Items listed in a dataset
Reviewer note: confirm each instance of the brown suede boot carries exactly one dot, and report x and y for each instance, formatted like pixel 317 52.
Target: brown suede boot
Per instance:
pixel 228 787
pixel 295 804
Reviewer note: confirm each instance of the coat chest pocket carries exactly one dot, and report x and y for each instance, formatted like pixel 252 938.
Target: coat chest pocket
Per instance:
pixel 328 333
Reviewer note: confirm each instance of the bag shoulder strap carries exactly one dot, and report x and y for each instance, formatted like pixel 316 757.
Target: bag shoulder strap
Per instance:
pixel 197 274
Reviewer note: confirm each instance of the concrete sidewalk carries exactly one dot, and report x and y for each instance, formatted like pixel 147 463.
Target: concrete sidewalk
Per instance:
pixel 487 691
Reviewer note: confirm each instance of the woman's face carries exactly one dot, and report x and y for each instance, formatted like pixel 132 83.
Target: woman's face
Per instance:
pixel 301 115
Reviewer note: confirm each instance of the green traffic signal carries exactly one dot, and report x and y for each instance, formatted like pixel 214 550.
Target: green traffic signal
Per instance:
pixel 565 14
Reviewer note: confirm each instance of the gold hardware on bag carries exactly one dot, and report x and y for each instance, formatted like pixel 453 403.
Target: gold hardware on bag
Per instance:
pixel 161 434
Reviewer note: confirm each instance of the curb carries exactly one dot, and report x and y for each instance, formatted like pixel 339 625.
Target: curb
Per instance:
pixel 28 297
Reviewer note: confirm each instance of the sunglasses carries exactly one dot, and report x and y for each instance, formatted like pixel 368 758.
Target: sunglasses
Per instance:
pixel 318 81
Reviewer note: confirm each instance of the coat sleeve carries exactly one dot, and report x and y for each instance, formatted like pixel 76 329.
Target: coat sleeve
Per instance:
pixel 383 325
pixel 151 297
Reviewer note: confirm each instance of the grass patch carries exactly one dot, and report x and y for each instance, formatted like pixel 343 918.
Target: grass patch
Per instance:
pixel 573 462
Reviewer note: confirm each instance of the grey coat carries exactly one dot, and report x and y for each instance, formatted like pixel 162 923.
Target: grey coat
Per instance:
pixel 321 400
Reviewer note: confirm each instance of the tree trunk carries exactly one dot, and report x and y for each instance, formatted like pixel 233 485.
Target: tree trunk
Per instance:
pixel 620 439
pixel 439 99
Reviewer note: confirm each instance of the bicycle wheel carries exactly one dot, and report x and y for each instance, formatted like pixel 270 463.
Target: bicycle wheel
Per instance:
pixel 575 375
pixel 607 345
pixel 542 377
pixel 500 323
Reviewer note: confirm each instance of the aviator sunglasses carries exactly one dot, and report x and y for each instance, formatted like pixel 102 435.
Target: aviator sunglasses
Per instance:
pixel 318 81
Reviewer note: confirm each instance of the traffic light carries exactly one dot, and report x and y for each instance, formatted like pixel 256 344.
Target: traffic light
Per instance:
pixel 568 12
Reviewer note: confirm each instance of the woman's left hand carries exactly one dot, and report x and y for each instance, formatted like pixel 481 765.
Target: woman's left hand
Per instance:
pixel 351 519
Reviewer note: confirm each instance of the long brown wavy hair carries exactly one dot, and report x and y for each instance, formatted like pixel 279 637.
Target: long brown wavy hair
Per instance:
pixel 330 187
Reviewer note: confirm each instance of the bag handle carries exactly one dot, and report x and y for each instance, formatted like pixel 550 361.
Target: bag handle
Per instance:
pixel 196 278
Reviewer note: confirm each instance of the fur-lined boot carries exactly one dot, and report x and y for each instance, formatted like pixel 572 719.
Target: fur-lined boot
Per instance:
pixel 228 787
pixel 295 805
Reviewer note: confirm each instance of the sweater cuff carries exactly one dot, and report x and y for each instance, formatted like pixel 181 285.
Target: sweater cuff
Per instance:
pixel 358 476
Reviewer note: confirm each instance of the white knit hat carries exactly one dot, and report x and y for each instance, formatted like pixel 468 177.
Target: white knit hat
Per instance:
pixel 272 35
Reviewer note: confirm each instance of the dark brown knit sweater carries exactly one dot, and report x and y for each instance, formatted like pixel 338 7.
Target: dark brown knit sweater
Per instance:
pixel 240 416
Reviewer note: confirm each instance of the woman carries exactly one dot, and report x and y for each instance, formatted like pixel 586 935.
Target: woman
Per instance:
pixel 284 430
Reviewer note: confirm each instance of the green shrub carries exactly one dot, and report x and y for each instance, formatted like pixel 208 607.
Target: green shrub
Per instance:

**TASK INSTRUCTIONS:** Please print the listing word for word, beginning at its first line and stopping after the line that contains "pixel 161 434".

**RESULT FOR THIS EXERCISE:**
Reviewer note: confirm each instance of the brown suede boot carries exactly one dot, and report x and y for each instance, formatted like pixel 317 52.
Target: brown suede boot
Per instance:
pixel 228 787
pixel 295 804
Reviewer note: confirm each instance of the coat chest pocket carries exactly one dot, and report x and y for each instance, formatted like pixel 252 938.
Target: coat chest pocket
Per instance:
pixel 328 333
Reviewer note: confirm each instance of the bag shoulder strap carries exactly one dot, and report x and y for each instance, formatted like pixel 316 757.
Target: bag shoulder strap
Per instance:
pixel 197 274
Reviewer note: confirm each instance of the concrete sidewalk carries exactly one dot, and report x and y for each instance, formatted like pixel 147 463.
Target: concrete sidewalk
Per instance:
pixel 487 691
Reviewer note: confirm each instance of the woman's face carries exactly one dot, and report x and y for each instance, formatted like pixel 132 83.
Target: woman's face
Per instance:
pixel 301 115
Reviewer note: confirm each instance of the green traffic signal carries exactly one dot, and report x and y for each instance, formatted like pixel 214 550.
Target: green traffic signal
Per instance:
pixel 565 14
Reviewer note: confirm each instance of the gold hardware on bag carries exactly one dot, and report x and y for each instance, formatted like pixel 453 403.
Target: gold hardware on bag
Per instance:
pixel 161 434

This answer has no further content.